**Given task**
Restate all of the data exactly.
====== Stored rows ======
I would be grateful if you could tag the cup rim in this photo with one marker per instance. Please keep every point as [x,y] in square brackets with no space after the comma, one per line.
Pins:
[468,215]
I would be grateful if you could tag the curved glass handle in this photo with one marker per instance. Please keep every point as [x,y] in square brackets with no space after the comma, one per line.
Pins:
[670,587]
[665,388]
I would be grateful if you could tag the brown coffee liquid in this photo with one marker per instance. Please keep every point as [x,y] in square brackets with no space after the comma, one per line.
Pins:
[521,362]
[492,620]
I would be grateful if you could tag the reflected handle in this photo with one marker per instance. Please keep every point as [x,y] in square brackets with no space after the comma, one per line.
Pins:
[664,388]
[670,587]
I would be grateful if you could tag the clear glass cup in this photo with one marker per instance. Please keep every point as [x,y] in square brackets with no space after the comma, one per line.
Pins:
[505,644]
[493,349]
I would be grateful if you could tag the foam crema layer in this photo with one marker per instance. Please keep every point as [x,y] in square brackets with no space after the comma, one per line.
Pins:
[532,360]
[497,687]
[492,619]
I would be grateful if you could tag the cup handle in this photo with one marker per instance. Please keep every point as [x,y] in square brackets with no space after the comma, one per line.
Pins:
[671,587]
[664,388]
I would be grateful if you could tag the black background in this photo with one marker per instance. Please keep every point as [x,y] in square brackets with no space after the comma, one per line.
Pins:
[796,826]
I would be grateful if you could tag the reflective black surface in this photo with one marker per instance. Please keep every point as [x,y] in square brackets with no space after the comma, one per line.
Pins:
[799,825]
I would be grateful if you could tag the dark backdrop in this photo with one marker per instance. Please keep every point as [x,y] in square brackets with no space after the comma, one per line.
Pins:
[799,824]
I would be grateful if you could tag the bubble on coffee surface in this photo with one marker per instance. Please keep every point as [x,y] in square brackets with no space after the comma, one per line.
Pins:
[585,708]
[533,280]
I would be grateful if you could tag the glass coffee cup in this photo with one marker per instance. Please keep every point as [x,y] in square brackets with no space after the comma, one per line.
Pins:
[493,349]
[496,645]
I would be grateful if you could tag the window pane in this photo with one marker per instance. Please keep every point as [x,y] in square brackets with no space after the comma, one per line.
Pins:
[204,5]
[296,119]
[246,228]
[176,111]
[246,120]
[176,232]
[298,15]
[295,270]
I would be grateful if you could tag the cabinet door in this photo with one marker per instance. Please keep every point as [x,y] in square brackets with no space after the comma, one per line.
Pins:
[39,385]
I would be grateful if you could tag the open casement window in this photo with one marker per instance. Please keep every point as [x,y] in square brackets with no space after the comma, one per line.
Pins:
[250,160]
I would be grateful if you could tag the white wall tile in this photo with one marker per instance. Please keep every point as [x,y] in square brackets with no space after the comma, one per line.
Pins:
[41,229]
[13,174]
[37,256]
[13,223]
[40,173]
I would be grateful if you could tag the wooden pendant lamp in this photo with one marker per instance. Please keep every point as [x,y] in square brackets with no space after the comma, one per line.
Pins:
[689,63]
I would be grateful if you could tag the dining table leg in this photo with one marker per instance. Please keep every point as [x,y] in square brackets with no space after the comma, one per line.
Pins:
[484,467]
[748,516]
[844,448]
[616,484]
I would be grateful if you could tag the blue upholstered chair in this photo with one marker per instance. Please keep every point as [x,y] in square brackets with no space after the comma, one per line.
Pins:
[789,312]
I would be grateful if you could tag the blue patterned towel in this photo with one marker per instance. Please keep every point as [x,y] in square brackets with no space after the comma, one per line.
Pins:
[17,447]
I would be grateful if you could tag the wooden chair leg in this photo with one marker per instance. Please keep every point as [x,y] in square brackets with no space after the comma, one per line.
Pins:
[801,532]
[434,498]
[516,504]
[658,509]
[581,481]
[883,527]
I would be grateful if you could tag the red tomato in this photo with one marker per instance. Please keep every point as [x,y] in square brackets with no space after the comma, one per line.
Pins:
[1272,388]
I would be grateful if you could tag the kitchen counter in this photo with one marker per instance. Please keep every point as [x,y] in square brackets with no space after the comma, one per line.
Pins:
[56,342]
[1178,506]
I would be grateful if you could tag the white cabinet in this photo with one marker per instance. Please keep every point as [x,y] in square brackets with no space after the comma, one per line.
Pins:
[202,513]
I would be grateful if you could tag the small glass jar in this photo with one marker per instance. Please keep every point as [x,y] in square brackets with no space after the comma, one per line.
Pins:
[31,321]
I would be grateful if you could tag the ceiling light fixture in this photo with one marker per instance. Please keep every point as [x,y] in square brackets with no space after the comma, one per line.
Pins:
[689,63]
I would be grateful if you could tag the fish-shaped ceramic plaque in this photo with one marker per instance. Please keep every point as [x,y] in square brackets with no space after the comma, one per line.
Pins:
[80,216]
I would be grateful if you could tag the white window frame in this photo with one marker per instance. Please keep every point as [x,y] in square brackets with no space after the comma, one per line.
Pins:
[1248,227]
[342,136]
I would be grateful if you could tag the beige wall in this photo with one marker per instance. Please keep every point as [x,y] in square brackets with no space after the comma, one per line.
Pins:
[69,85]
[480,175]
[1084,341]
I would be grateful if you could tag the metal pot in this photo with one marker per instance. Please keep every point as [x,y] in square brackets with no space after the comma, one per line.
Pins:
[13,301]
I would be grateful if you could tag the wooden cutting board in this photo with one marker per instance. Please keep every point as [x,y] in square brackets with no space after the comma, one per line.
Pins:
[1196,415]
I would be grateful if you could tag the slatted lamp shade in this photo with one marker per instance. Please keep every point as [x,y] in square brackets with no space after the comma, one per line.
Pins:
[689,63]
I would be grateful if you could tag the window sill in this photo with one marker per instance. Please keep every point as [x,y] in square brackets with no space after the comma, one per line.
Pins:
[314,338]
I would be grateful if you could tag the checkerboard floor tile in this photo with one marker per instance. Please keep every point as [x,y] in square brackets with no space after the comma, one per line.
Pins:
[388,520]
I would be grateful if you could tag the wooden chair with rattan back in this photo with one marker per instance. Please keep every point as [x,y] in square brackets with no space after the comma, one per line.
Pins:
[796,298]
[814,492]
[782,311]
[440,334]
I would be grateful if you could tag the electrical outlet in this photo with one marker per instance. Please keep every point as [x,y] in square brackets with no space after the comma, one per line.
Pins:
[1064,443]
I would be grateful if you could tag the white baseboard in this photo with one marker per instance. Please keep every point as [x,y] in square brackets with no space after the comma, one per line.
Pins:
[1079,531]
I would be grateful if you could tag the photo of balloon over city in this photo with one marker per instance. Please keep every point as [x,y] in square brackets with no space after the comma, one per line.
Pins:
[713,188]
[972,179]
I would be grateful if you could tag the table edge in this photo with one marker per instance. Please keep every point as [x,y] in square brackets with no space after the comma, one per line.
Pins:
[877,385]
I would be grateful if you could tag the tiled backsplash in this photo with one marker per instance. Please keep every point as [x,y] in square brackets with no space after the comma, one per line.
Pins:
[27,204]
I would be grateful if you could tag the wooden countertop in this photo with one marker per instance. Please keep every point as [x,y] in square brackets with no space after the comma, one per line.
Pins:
======
**Full response**
I would be grateful if you could tag the cup rim in this photo with one marker per instance. Please keep every point as [x,y] in square brackets with no space after the comma, one per line.
Pins:
[468,215]
I would be grateful if you could tag the curved glass handle in this photo with one marker per instance. Please keep every point as [x,y] in square brackets with no space after the comma, one per line.
Pins:
[670,587]
[665,388]
I would be grateful if you could tag the brown coffee liquid in this photo with one marker per instance. Please keep every point as [x,y] in square brackets with no space after the comma, one per line.
Pins:
[521,362]
[492,620]
I would be grateful if you could tag the reflected handle in this photo with one marker per instance. Please keep every point as [x,y] in square brackets with no space after the comma, one per line.
Pins:
[664,388]
[670,587]
I would be grateful if you could tag the clear glass cup in this photo with one marker per instance. Please keep every point as [x,y] in square brackets with no space after the comma, one per line.
Pins:
[505,644]
[493,349]
I would be grateful if you could tag the foam crema layer in this photo with one marker per instance. Please keep every point as [x,y] in square brackets with no space after the comma, one per line.
Pins:
[532,360]
[497,687]
[492,619]
I would be grateful if you could tag the cup handle in this photo with one marker per instance. Please keep every point as [x,y] in square brackets with no space after the comma, one per line.
Pins:
[671,587]
[664,388]
I would be grateful if you could tag the black background in this photo with one marker per instance. Please keep every point as [x,y] in square brackets with no space after the comma, one per line.
Pins:
[796,826]
I would be grateful if you could tag the reflective black surface in this photo with one marker per instance. Please keep every point as [x,y] in square brackets with no space after the comma, one per line.
Pins:
[799,825]
I would be grateful if you could tag the dark backdrop in this photo with one marker per instance. Please keep every point as [x,y] in square brackets with no space after the comma, one per line.
Pins:
[799,824]
I would be grateful if you could tag the bubble on coffee surface in this photo with one marker per instance. Please keep every point as [x,y] in square brackets with no space after the comma, one per line.
Pins:
[585,708]
[533,280]
I would be grateful if you could tag the glass coffee cup in this photo with one marker per instance. Please keep every point as [x,y] in square brackets with no space after the comma, one per line.
Pins:
[493,349]
[496,645]
I would be grateful if you could tag the window pane in this photo with one marker per instance. Please keep every point as [x,y] in square brackets with no space after the comma, one per line.
Pins:
[204,5]
[296,119]
[246,228]
[176,111]
[246,120]
[176,232]
[298,15]
[295,270]
I would be grateful if you could tag the cabinet door in this photo with one marker per instance. Please keep every point as [x,y] in square brackets with no space after the comma, one per line.
Pins:
[39,385]
I would be grateful if you could tag the open casement window in this photo with one marker per instance. Please keep every point as [x,y] in square brackets with no space after the comma, one per line.
Pins:
[250,160]
I would be grateful if you could tag the white wall tile in this photo with one marker per instance. Please keep every point as [x,y] in square brackets with no space after the comma, one per line.
Pins:
[41,229]
[13,174]
[37,256]
[13,223]
[40,173]
I would be grateful if you could tag the wooden pendant lamp in this photo with one marker per instance. Please keep every point as [x,y] in square brackets with no space after the comma, one per line.
Pins:
[689,63]
I would be grateful if you could tag the dining table leg in this photo with one marker per instance. Please keep every point as [x,y] in square brackets with no space after the comma, one per line.
Pins:
[484,467]
[748,516]
[844,448]
[616,484]
I would be grateful if you could tag the blue upholstered chair in this photo with one marker per instance. Please keep every point as [x,y] in square brackets with no space after the comma, one per line.
Pins:
[789,312]
I would be grateful if you could tag the blue patterned towel in this photo with one marker per instance. Please keep every point as [x,y] in square brackets with no space after the comma, one per line.
Pins:
[17,447]
I would be grateful if you could tag the wooden chair leg in this photo with one marker per instance. Please keep every point as [x,y] in square brackets with no space after the comma, one per line.
Pins:
[801,532]
[434,498]
[516,504]
[658,509]
[581,481]
[883,527]
I would be grateful if you could tag the red tomato in this photo with one marker per instance. Please keep every point as [x,y] in square brackets with no space after the comma, one per line.
Pins:
[1272,388]
I would be grateful if you could tag the kitchen counter in this photo with one marker per instance. Please keep every point as [x,y] in square brackets with no space after the comma, one per line.
Pins:
[56,342]
[1178,506]
I would be grateful if you could tag the white cabinet in this photo with one marker per instance. Please keep every point as [x,y] in square brackets with no space after the comma, one per line.
Pins:
[202,513]
I would be grateful if you could tag the small glass jar in this photo with one marker per instance. Please keep every point as [x,y] in square brackets with no space after the comma, one per line.
Pins:
[31,321]
I would be grateful if you could tag the ceiling light fixture in this photo with one marker per instance. Please keep every point as [x,y] in square brackets with no space after the comma, one per line.
Pins:
[689,63]
I would be grateful if you could tag the fish-shaped ceramic plaque in this photo with one marker per instance. Please keep every point as [x,y] in square brackets with no space after the comma, one per line.
Pins:
[80,216]
I would be grateful if you could tag the white window frame in this photo with one marker per instance. Please keep every point as [x,y] in square brackets with no space after the comma, one per line.
Pins:
[1248,227]
[342,136]
I would be grateful if you could tag the beige wall in this photo with one marker per instance. Please keep every point as [x,y] in square brackets with no space after the comma, one per line.
Pins:
[69,85]
[480,175]
[1084,341]
I would be grateful if you could tag the metal pot in this photo with one marker per instance. Please keep every point as [x,y] in square brackets with no space after the comma, one per line.
Pins:
[13,301]
I would be grateful if you could tag the wooden cutting board in this photo with one marker per instance. Please keep every point as [x,y] in square brackets with no space after the comma, one per line.
Pins:
[1196,415]
I would be grateful if you could tag the slatted lamp shade in this photo with one marker per instance. Please keep every point as [x,y] in square brackets with no space after the comma, one per line.
Pins:
[689,63]
I would be grateful if you could tag the window sill in this photo with one marker per instance. Please keep every point as [x,y] in square brackets with no space after the comma, one per line.
Pins:
[314,338]
I would be grateful if you could tag the checkerboard floor tile in this photo with one marker per instance. Please keep every point as [x,y] in square brackets with no space after the comma, one per line.
Pins:
[388,520]
I would be grateful if you could tag the wooden chair with rattan back in this photo with one marker per instance. Please keep every point as [x,y] in square brackets with no space after the comma, one per line.
Pins:
[796,298]
[814,492]
[782,311]
[440,334]
I would be grateful if you could tag the electrical outlet in this photo with one marker per instance. Please keep every point as [x,y] in square brackets with no space after the comma, one per line.
Pins:
[1064,443]
I would be grateful if you could tag the white baseboard in this photo with one marker per instance. Please keep every point as [x,y] in square brackets with no space after the comma, one per line.
Pins:
[1079,531]
I would be grateful if you could tag the photo of balloon over city in this photo with one marker per instance. Please keep every point as [x,y] in square brackets with no space after the comma, one per line.
Pins:
[713,188]
[972,179]
I would be grateful if you could tag the table edge in this photo with one marker per instance. Please keep every point as [x,y] in square brackets with no space after the comma, one per line.
Pins:
[877,385]
I would be grateful if you could tag the tiled backsplash in this photo with one marker per instance. Please keep every point as [x,y] in square brackets with no space after the comma, one per line.
Pins:
[27,204]
I would be grateful if you could tag the wooden countertop in this photo with one marker per instance. Please keep every point as [x,y] in square brackets with no space after the comma, one per line.
Pins:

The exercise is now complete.